WHAT THE EXERCISE ASKS — Copy out the items word for word, starting at the line with "Where can you see the yellow daffodil" and continuing through the end of the items. Leave any pictures out of your answer.

Saved entries —
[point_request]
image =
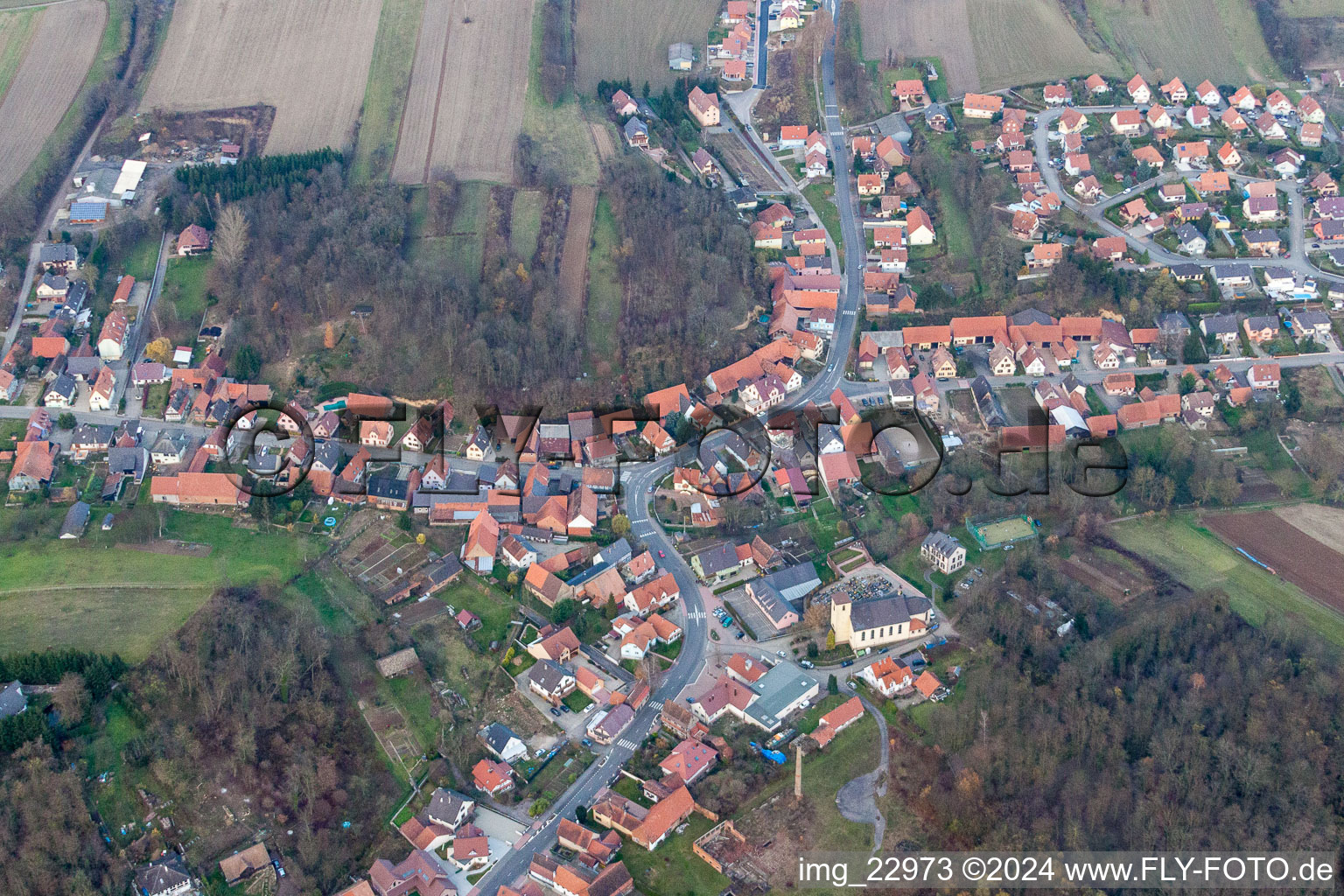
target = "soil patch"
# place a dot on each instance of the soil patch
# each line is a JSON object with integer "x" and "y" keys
{"x": 1312, "y": 566}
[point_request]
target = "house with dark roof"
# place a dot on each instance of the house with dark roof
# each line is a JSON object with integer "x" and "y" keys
{"x": 501, "y": 742}
{"x": 551, "y": 682}
{"x": 164, "y": 878}
{"x": 880, "y": 621}
{"x": 77, "y": 520}
{"x": 12, "y": 700}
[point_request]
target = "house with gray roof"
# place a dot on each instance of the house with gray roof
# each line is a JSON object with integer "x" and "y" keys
{"x": 165, "y": 878}
{"x": 501, "y": 742}
{"x": 551, "y": 682}
{"x": 781, "y": 692}
{"x": 449, "y": 808}
{"x": 1221, "y": 326}
{"x": 12, "y": 702}
{"x": 636, "y": 133}
{"x": 77, "y": 519}
{"x": 794, "y": 584}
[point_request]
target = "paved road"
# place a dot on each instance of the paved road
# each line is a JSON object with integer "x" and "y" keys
{"x": 636, "y": 484}
{"x": 1296, "y": 258}
{"x": 12, "y": 333}
{"x": 762, "y": 54}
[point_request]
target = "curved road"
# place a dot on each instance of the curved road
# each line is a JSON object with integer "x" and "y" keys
{"x": 1294, "y": 260}
{"x": 636, "y": 484}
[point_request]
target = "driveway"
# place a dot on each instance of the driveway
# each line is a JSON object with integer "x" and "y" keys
{"x": 858, "y": 800}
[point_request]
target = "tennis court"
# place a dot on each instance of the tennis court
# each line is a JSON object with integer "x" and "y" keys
{"x": 992, "y": 535}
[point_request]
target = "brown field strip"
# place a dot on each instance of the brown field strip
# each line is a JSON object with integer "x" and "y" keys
{"x": 924, "y": 29}
{"x": 1298, "y": 557}
{"x": 1321, "y": 522}
{"x": 308, "y": 58}
{"x": 57, "y": 60}
{"x": 629, "y": 38}
{"x": 1028, "y": 40}
{"x": 468, "y": 85}
{"x": 578, "y": 235}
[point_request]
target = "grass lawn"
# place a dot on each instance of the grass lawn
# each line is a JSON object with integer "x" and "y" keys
{"x": 672, "y": 870}
{"x": 1199, "y": 560}
{"x": 526, "y": 222}
{"x": 822, "y": 526}
{"x": 952, "y": 223}
{"x": 851, "y": 754}
{"x": 561, "y": 137}
{"x": 604, "y": 311}
{"x": 15, "y": 32}
{"x": 466, "y": 251}
{"x": 494, "y": 607}
{"x": 388, "y": 82}
{"x": 115, "y": 599}
{"x": 185, "y": 286}
{"x": 116, "y": 35}
{"x": 143, "y": 256}
{"x": 822, "y": 200}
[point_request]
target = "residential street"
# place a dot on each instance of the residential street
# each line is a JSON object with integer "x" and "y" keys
{"x": 1294, "y": 260}
{"x": 636, "y": 484}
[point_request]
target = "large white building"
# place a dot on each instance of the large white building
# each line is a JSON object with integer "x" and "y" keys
{"x": 942, "y": 552}
{"x": 880, "y": 621}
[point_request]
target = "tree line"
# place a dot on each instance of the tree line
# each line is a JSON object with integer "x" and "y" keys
{"x": 260, "y": 173}
{"x": 1186, "y": 728}
{"x": 49, "y": 667}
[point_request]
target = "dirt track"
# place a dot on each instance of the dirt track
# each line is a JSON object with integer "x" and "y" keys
{"x": 308, "y": 58}
{"x": 578, "y": 235}
{"x": 62, "y": 47}
{"x": 468, "y": 87}
{"x": 1303, "y": 560}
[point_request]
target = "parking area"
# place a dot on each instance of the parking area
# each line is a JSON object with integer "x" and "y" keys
{"x": 745, "y": 609}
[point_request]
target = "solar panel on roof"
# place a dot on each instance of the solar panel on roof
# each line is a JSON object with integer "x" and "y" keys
{"x": 88, "y": 211}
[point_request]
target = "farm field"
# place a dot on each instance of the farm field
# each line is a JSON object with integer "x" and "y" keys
{"x": 15, "y": 32}
{"x": 1321, "y": 522}
{"x": 466, "y": 90}
{"x": 388, "y": 80}
{"x": 1309, "y": 8}
{"x": 574, "y": 258}
{"x": 628, "y": 39}
{"x": 562, "y": 140}
{"x": 1306, "y": 562}
{"x": 1231, "y": 47}
{"x": 60, "y": 52}
{"x": 924, "y": 29}
{"x": 1028, "y": 40}
{"x": 604, "y": 290}
{"x": 526, "y": 222}
{"x": 118, "y": 599}
{"x": 1194, "y": 556}
{"x": 308, "y": 58}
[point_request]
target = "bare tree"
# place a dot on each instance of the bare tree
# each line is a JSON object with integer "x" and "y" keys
{"x": 231, "y": 235}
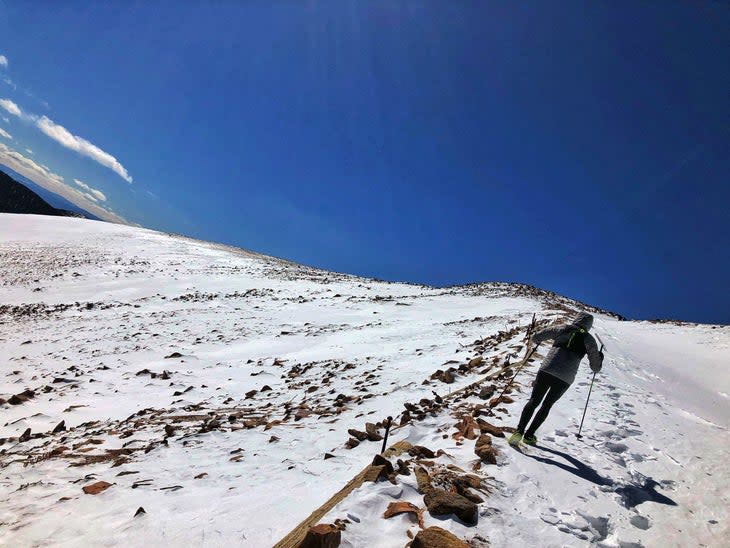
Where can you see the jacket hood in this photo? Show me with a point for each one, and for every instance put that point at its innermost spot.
(583, 320)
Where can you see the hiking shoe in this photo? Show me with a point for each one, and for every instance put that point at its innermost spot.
(529, 440)
(515, 439)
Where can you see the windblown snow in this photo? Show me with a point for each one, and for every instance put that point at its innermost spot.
(215, 389)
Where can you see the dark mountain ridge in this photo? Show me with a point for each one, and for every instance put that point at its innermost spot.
(53, 199)
(17, 198)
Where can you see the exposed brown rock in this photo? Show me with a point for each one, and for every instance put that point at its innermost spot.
(372, 432)
(441, 503)
(485, 450)
(351, 443)
(403, 507)
(486, 392)
(324, 535)
(502, 399)
(96, 488)
(435, 537)
(423, 479)
(380, 460)
(421, 452)
(488, 428)
(476, 362)
(467, 428)
(357, 434)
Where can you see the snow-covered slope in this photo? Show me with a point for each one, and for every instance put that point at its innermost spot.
(206, 384)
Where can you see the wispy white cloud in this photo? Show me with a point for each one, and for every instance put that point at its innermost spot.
(9, 82)
(54, 182)
(11, 107)
(65, 138)
(98, 194)
(82, 146)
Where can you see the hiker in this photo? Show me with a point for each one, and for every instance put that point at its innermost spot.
(571, 343)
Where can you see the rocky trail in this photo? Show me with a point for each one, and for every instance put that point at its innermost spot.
(160, 390)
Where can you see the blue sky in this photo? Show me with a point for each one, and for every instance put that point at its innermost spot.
(582, 147)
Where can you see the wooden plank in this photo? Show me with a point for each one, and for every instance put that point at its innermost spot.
(296, 536)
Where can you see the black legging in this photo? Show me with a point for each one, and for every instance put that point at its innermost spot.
(545, 383)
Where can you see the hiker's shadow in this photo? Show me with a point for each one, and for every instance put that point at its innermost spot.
(631, 494)
(581, 470)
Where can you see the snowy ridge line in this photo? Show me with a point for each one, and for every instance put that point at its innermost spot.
(213, 389)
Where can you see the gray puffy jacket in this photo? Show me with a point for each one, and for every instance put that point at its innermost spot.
(561, 362)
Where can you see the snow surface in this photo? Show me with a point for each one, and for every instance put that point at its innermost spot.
(92, 305)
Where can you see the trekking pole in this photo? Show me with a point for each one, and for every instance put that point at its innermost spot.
(388, 421)
(589, 396)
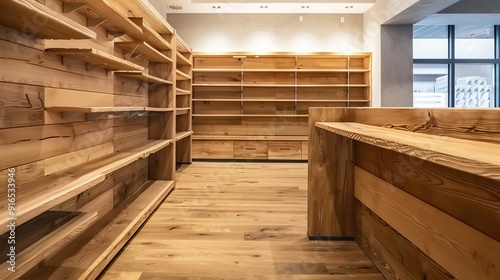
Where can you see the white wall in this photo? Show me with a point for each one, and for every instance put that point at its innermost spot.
(269, 32)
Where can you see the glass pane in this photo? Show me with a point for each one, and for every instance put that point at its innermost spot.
(430, 41)
(430, 85)
(473, 41)
(474, 85)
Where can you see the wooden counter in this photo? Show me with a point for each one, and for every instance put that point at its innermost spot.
(418, 189)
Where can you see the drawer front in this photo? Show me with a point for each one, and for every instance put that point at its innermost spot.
(208, 149)
(250, 149)
(305, 148)
(285, 150)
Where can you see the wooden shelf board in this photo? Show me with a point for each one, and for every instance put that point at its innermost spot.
(96, 57)
(469, 156)
(291, 70)
(183, 134)
(49, 245)
(61, 186)
(182, 111)
(144, 9)
(121, 224)
(151, 36)
(281, 85)
(55, 25)
(181, 76)
(249, 116)
(116, 21)
(251, 137)
(145, 49)
(141, 76)
(180, 91)
(182, 60)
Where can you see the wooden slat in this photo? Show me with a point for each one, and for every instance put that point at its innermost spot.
(111, 15)
(181, 76)
(460, 249)
(250, 137)
(151, 36)
(48, 246)
(444, 188)
(59, 187)
(145, 49)
(93, 256)
(141, 76)
(23, 15)
(183, 134)
(464, 155)
(97, 57)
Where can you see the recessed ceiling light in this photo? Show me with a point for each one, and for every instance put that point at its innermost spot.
(175, 7)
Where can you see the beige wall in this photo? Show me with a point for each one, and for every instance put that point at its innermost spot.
(270, 32)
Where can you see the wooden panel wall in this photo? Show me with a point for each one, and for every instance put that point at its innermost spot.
(415, 219)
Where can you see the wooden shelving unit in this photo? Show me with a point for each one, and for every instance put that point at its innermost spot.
(143, 49)
(96, 59)
(56, 25)
(102, 143)
(141, 76)
(107, 14)
(237, 94)
(183, 89)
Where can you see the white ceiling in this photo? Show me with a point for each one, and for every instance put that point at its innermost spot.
(263, 6)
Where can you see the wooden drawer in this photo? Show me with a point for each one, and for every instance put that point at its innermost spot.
(305, 148)
(250, 149)
(208, 149)
(285, 150)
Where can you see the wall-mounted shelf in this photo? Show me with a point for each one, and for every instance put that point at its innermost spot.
(181, 76)
(141, 76)
(180, 91)
(143, 48)
(63, 186)
(239, 93)
(51, 243)
(18, 13)
(154, 38)
(107, 14)
(96, 59)
(183, 134)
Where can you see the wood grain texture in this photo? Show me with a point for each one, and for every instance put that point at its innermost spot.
(463, 251)
(444, 188)
(25, 15)
(323, 182)
(111, 233)
(20, 105)
(243, 221)
(463, 155)
(392, 253)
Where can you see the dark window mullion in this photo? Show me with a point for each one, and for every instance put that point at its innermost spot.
(451, 66)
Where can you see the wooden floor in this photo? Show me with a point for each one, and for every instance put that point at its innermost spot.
(237, 221)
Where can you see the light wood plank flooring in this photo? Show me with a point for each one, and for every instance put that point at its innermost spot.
(237, 221)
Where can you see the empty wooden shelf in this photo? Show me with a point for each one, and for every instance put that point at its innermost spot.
(96, 58)
(183, 134)
(48, 245)
(108, 14)
(89, 260)
(143, 48)
(56, 26)
(141, 76)
(60, 187)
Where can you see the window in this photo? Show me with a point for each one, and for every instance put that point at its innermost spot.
(456, 66)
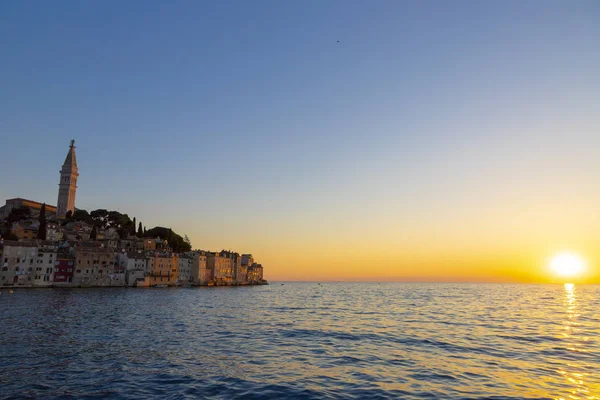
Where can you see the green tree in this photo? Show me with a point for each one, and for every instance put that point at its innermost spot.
(18, 214)
(176, 242)
(42, 220)
(100, 218)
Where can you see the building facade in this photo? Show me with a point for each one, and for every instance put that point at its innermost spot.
(163, 269)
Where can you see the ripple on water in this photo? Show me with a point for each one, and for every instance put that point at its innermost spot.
(302, 340)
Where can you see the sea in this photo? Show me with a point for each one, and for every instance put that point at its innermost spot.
(302, 341)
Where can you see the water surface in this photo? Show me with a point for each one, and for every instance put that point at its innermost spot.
(302, 340)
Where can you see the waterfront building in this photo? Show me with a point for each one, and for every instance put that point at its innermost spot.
(53, 232)
(222, 266)
(201, 275)
(67, 187)
(255, 273)
(18, 202)
(149, 244)
(16, 265)
(163, 268)
(28, 263)
(97, 266)
(25, 230)
(185, 269)
(135, 264)
(43, 274)
(63, 271)
(247, 260)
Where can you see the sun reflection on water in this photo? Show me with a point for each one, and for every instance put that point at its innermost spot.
(575, 377)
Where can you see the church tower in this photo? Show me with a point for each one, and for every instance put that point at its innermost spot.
(68, 184)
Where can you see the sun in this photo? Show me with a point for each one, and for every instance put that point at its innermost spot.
(567, 264)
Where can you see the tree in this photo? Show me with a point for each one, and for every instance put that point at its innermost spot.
(42, 220)
(176, 242)
(99, 217)
(82, 215)
(18, 214)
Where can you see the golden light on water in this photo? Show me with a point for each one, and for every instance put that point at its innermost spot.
(567, 265)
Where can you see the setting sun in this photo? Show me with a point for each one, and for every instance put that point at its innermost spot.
(567, 264)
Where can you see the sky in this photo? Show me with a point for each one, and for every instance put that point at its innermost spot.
(333, 140)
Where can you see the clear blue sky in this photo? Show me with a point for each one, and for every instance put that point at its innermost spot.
(248, 126)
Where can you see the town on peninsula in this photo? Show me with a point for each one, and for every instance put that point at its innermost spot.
(62, 246)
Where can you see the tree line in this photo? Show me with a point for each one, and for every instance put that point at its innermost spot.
(100, 219)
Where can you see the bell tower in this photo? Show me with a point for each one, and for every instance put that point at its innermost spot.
(68, 184)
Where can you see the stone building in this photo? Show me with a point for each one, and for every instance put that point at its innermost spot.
(135, 264)
(201, 275)
(222, 266)
(34, 206)
(67, 187)
(185, 269)
(149, 244)
(97, 266)
(25, 230)
(28, 263)
(255, 273)
(63, 271)
(163, 269)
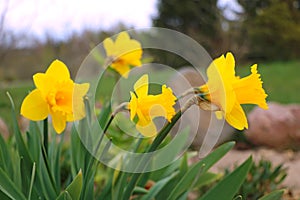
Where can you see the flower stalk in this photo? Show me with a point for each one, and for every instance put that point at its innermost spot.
(45, 132)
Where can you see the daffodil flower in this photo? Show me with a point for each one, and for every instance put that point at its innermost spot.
(228, 91)
(146, 107)
(56, 95)
(124, 53)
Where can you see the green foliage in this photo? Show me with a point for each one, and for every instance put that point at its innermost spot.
(31, 170)
(227, 187)
(261, 179)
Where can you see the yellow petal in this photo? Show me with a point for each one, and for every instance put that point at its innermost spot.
(157, 110)
(237, 117)
(121, 68)
(58, 70)
(108, 46)
(34, 107)
(132, 105)
(122, 38)
(219, 115)
(249, 89)
(148, 131)
(141, 86)
(43, 82)
(58, 121)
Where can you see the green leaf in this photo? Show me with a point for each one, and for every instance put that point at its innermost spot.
(9, 188)
(228, 187)
(207, 178)
(73, 190)
(158, 187)
(140, 190)
(199, 168)
(32, 180)
(5, 158)
(275, 195)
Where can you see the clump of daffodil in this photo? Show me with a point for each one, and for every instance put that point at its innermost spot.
(56, 95)
(123, 54)
(146, 107)
(228, 91)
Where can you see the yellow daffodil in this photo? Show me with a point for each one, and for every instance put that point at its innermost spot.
(56, 95)
(124, 53)
(227, 91)
(146, 107)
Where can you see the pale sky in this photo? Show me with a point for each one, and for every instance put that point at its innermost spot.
(60, 18)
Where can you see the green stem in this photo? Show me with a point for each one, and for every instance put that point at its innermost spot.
(157, 141)
(46, 135)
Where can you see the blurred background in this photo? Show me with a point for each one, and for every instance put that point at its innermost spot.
(33, 33)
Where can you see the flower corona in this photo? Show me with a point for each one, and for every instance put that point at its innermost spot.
(228, 91)
(56, 95)
(146, 107)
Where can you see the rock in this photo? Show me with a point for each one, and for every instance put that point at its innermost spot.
(289, 159)
(3, 129)
(277, 127)
(199, 121)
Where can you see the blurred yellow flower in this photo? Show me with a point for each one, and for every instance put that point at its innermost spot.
(228, 91)
(146, 107)
(55, 94)
(124, 53)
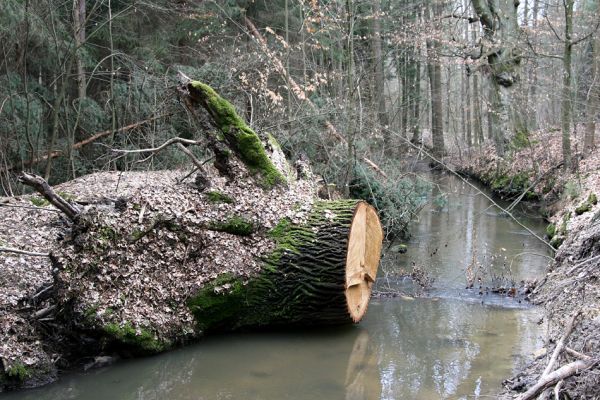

THE REPLY —
Where can you see the yellow daffodil in this photo? Show me with a point for each one, and for every instance put that point at its innermost spot.
(56, 95)
(124, 53)
(227, 91)
(146, 107)
Where can you see the pale sky in this photo? Show me with a point for each one, and for every instance put that point at its innermost spot.
(60, 18)
Where can you see the green stem in this photo? Show me with a point for each one, and for every instance put that point at its innermost spot.
(157, 141)
(46, 135)
Where can you see the blurred background in this photo? Show me with a point for each one, and for every instance put that point at its innermost spot.
(33, 33)
Where can you see the flower corona in this photo? Show me with a point for each one, and for every instance put that point at its innermost spot.
(228, 91)
(56, 95)
(146, 107)
Where can you see the rock in this photo? Show me with a point for each one, and for every instance put that point at its innermost spot.
(289, 159)
(3, 129)
(277, 127)
(199, 121)
Where can you see the blurred yellow flower in this photo? Show me with a point for each one, and for every instance put that point at its innermost spot.
(228, 91)
(146, 107)
(55, 94)
(124, 53)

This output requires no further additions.